**PASSAGE SHOWN:**
begin

When 2 becomes 1 – Move your plastics parts production from two machines into one!
If you are responsible for a production system that moulds plastic parts, this blog will help you improve efficiencies and costs.
Let’s kick things off with a question.
The question is, ‘Are you aware of what you can potentially do with your existing plastic moulding system?’
Did you know for example, that it is possible to configure an injection moulding machine so that it can produce multiple parts and then assemble them in the machine – rather the moulding separate parts on different machines and then plastic welding them on an assembly line?
Here are few examples of where 3PA expertise has helped – ‘two machines become one.’
Case Study 1 – Buckets with lids
We had a client that was producing plastic buckets and bucket lids in separate injection moulding machines.
We helped them understand that the final item (a bucket with a lid) could be made in one machine.
We put a system in place with an extra injection unit to mould the lids fitted on the moving platen to take advantage of the maximum clamp force required.
Most importantly, this client did not have to buy another injection moulding machine. They simply added to their existing process to maximise its operation.
Case study 2 – Combined plastic iron parts
Another, more complex example, was when we installed a single system to create and combine multiple plastic parts to support the production of domestic irons.
Think of an iron and you’ll visualise a curved handle at the top, the metal hotplate below and the plastic section in the middle, where there’s generally a water reservoir.
The plastic handle, fittings and water reservoir are all separate elements which must be created and combined and then attached to the metal base and the electrics.
This particular client came to us and told us that, because this is a complex production process, they potentially may be losing this work to an overseas manufacturer.
They were therefore hoping to streamline their process and save costs.

end

**DATA SHOWN:**

begin

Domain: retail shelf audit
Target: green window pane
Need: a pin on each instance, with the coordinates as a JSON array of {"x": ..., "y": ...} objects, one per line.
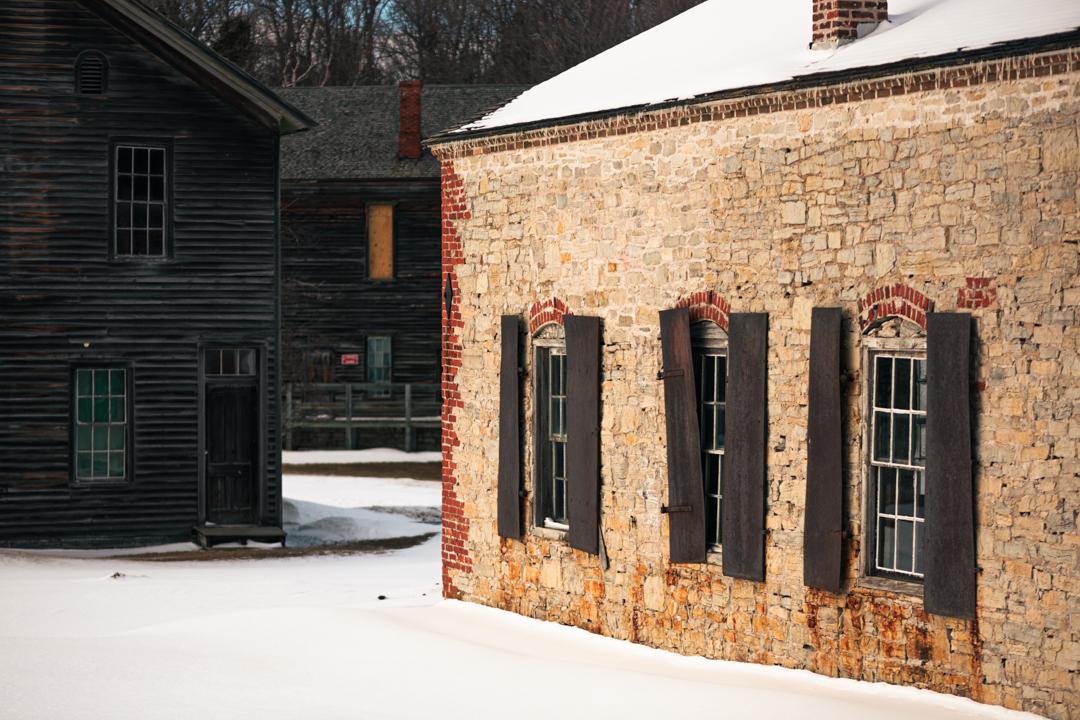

end

**WRITTEN EXERCISE A:** Set down the moulding blog post above word for word, from "Here are few" to "maximise its operation.".
**WRITTEN EXERCISE B:** According to the moulding blog post above, what did the client in the second case study fear it might lose its work to?

**CORRECT RESULT A:**
Here are few examples of where 3PA expertise has helped – ‘two machines become one.’
Case Study 1 – Buckets with lids
We had a client that was producing plastic buckets and bucket lids in separate injection moulding machines.
We helped them understand that the final item (a bucket with a lid) could be made in one machine.
We put a system in place with an extra injection unit to mould the lids fitted on the moving platen to take advantage of the maximum clamp force required.
Most importantly, this client did not have to buy another injection moulding machine. They simply added to their existing process to maximise its operation.

**CORRECT RESULT B:** An overseas manufacturer.